-- START --

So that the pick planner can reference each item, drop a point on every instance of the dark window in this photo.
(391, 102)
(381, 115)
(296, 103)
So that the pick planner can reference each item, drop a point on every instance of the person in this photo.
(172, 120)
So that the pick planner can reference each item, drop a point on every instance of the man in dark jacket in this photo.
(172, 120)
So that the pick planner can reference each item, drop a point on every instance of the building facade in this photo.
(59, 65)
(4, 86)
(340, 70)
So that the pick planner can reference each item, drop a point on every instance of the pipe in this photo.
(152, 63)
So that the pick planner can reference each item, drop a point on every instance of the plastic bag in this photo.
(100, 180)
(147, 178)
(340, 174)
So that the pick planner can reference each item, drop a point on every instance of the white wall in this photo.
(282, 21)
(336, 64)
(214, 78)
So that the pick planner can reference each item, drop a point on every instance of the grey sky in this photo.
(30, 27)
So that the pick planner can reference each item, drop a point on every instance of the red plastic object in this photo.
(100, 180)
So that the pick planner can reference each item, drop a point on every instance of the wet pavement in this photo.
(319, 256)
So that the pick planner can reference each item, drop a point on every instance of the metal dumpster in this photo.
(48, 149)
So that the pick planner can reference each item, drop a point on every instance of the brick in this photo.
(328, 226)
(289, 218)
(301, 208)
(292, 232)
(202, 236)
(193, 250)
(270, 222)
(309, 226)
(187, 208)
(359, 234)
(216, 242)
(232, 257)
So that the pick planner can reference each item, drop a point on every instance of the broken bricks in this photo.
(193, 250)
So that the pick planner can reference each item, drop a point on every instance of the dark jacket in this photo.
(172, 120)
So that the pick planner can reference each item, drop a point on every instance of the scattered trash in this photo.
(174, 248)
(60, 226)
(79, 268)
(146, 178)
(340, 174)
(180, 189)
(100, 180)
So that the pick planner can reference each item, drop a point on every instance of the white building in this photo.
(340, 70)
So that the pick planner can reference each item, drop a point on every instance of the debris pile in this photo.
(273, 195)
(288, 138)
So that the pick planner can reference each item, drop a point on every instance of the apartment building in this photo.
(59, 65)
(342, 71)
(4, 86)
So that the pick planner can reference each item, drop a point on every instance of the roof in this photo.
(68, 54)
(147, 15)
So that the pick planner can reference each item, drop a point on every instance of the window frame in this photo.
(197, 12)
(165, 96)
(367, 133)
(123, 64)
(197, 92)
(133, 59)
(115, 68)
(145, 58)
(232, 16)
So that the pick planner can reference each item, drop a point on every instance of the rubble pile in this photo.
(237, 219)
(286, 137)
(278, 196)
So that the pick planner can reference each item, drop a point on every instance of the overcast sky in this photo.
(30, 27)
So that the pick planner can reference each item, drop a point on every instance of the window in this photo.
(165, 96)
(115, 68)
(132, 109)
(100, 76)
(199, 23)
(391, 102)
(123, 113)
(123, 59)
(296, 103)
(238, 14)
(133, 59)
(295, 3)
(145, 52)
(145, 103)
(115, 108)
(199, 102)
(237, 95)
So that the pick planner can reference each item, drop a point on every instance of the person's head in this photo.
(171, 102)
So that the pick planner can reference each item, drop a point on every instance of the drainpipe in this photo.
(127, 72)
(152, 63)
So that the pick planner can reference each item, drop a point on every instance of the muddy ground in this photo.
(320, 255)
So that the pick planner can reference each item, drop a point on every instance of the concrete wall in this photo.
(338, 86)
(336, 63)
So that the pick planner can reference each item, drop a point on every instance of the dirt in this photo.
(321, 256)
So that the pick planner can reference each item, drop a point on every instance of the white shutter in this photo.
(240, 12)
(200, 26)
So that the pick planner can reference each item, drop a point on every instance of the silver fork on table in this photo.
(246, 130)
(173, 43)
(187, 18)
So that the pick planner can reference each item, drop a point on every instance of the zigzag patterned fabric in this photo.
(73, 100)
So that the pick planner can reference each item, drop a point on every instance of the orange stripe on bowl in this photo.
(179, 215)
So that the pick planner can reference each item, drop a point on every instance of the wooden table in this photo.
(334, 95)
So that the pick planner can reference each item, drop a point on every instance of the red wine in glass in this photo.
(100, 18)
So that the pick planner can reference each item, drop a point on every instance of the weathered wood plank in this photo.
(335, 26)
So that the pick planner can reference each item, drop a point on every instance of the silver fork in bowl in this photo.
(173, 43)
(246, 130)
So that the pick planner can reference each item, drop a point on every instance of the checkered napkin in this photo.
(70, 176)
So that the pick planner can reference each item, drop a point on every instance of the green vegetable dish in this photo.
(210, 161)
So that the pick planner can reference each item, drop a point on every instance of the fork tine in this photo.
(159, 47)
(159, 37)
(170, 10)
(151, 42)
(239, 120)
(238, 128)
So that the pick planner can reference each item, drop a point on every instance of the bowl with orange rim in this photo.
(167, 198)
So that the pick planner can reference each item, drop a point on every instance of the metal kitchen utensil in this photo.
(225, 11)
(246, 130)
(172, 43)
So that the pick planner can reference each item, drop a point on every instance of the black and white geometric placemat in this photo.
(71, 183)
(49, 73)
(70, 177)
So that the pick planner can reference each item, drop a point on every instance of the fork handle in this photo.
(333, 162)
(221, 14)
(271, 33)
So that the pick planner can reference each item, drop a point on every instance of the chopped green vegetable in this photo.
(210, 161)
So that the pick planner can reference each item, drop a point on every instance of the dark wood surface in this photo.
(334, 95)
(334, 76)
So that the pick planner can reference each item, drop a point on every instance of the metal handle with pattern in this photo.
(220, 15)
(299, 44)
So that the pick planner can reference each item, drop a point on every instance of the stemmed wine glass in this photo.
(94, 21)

-- END --

▶ _Exercise goal_: Would you copy out the whole listing above line for line, leaving nothing out and changing nothing?

▶ _Solved problem_:
So that the pick planner can reference each item, drop a point on every instance of the dark window in this photo.
(391, 102)
(381, 115)
(296, 103)
So that the pick planner can reference each item, drop a point on every instance of the person in this photo.
(172, 120)
So that the pick planner can reference each item, drop a point on every instance of the man in dark jacket in this photo.
(172, 120)
So that the pick planner can reference each item, drop a point on every instance of the building facade in this photo.
(59, 65)
(4, 86)
(340, 70)
So that the pick planner can reference each item, drop a point on every instance of the pipe in this photo.
(152, 63)
So that the pick planner can reference each item, drop a point on every instance of the plastic bag in this photo.
(100, 180)
(147, 178)
(340, 174)
So that the pick planner can reference each item, drop a point on every instance of the white wall in this photo.
(282, 21)
(336, 64)
(214, 78)
So that the pick planner can reference each item, drop a point on every instance of the grey sky in this photo.
(30, 27)
So that the pick planner can reference each item, drop a point on every instance of the red plastic object in this photo.
(100, 180)
So that the pick planner can reference each item, drop a point on every instance of the wet pavement in this photo.
(319, 256)
So that the pick planner can reference each item, drop a point on every instance of the metal dumpster in this photo.
(48, 149)
So that the pick planner can reference each item, drop a point on every instance of the brick in this photo.
(328, 226)
(289, 218)
(301, 208)
(292, 232)
(202, 236)
(193, 250)
(270, 222)
(309, 226)
(187, 208)
(359, 234)
(216, 242)
(232, 257)
So that the pick planner can reference each item, drop a point on every instance of the broken bricks in this photo.
(193, 250)
So that the pick planner can reference each item, drop a point on every instance of the dark jacket in this photo.
(172, 120)
So that the pick planner can reference each item, drop a point on every instance of the scattered trash in this photo.
(174, 248)
(60, 226)
(79, 268)
(146, 178)
(340, 174)
(180, 189)
(100, 180)
So that the pick planner can reference each item, drop a point on every instance of the white building in this photo.
(340, 70)
So that the pick planner can reference each item, drop a point on every instance of the debris pile in this photo.
(273, 195)
(288, 138)
So that the pick planner can reference each item, drop a point on every instance of the apartment building in this photo.
(59, 65)
(342, 71)
(4, 86)
So that the pick planner can reference each item, drop a point on every instance of the roof in this photo.
(68, 54)
(147, 15)
So that the pick planner can reference each item, drop a point on every instance of the window frame in this photo.
(197, 12)
(165, 96)
(367, 133)
(123, 64)
(197, 92)
(133, 59)
(115, 68)
(145, 58)
(232, 16)
So that the pick planner can reference each item, drop a point on every instance of the rubble pile in this photo.
(237, 219)
(286, 137)
(278, 196)
So that the pick planner can reference each item, drop a point on every instance of the overcast sky in this photo.
(30, 27)
So that the pick planner can reference each item, drop a point on every instance of the window in this photo.
(165, 96)
(115, 68)
(132, 109)
(100, 76)
(199, 23)
(391, 102)
(123, 113)
(123, 59)
(296, 103)
(238, 14)
(133, 59)
(295, 3)
(145, 52)
(145, 103)
(115, 108)
(199, 102)
(237, 95)
So that the pick planner can reference each item, drop a point on every instance of the person's head in this photo.
(171, 102)
So that the pick planner can reference each item, drop a point on every instance of the drainpipe in this photo.
(127, 72)
(152, 63)
So that the pick planner can reference each item, drop a point on every instance of the muddy ground in this photo.
(320, 255)
So that the pick planner can reference each item, drop a point on every instance of the concrete wall in this photo.
(338, 86)
(336, 63)
So that the pick planner can reference each item, drop a point on every instance of the dirt in this photo.
(321, 256)
So that the pick planner can reference each item, drop a point on every instance of the white shutter in this photo.
(240, 12)
(200, 26)
So that the pick planner can reference each item, drop a point on every instance of the silver fork on table in this photo.
(246, 130)
(173, 43)
(187, 18)
So that the pick planner can reference each item, drop a point on every instance of the zigzag patterned fabric in this photo.
(73, 100)
So that the pick planner can reference each item, drop a point on every instance of the orange stripe on bowl in this photo.
(179, 215)
So that the pick planner can reference each item, drop a point on every instance of the wooden table in this photo.
(334, 95)
So that the pick planner can reference each item, drop a point on every instance of the red wine in glass in this photo.
(100, 18)
So that the pick planner can reference each item, drop a point on every instance of the weathered wood plank in this photo.
(335, 26)
So that the pick planner can reference each item, drop a point on every instance of the silver fork in bowl in this photo.
(173, 43)
(246, 130)
So that the pick planner can reference each item, drop a point on every instance of the checkered napkin in this photo.
(70, 176)
So that the pick planner can reference each item, drop a point on every instance of the green vegetable dish in this photo.
(210, 161)
So that the pick planner can reference each item, drop a point on every instance of the fork tine in this photo.
(159, 47)
(159, 37)
(170, 10)
(151, 42)
(239, 120)
(238, 128)
So that the pick planner can reference each item, drop a point on every instance of the bowl with orange rim in this photo.
(167, 198)
So that the pick planner can reference each item, drop a point on every instance of the metal kitchen utensil in this photo.
(225, 11)
(246, 130)
(172, 43)
So that the pick planner can reference each item, drop a point on every instance of the black and white geometric placemat in this photo.
(71, 183)
(49, 73)
(70, 177)
So that the pick planner can reference each item, drop a point on every instance of the fork handle in this photo.
(333, 162)
(221, 14)
(271, 33)
So that the pick planner can reference each item, drop a point on every instance of the chopped green vegetable in this photo.
(210, 161)
So that the pick planner can reference each item, drop a point on every instance of the dark wood surface in this photo.
(334, 95)
(334, 76)
So that the pick planner can reference each item, drop a point on every instance of the metal handle with pattern in this photo.
(220, 15)
(299, 44)
So that the pick planner can reference each item, drop a point on every instance of the stemmed wine glass in this photo.
(94, 21)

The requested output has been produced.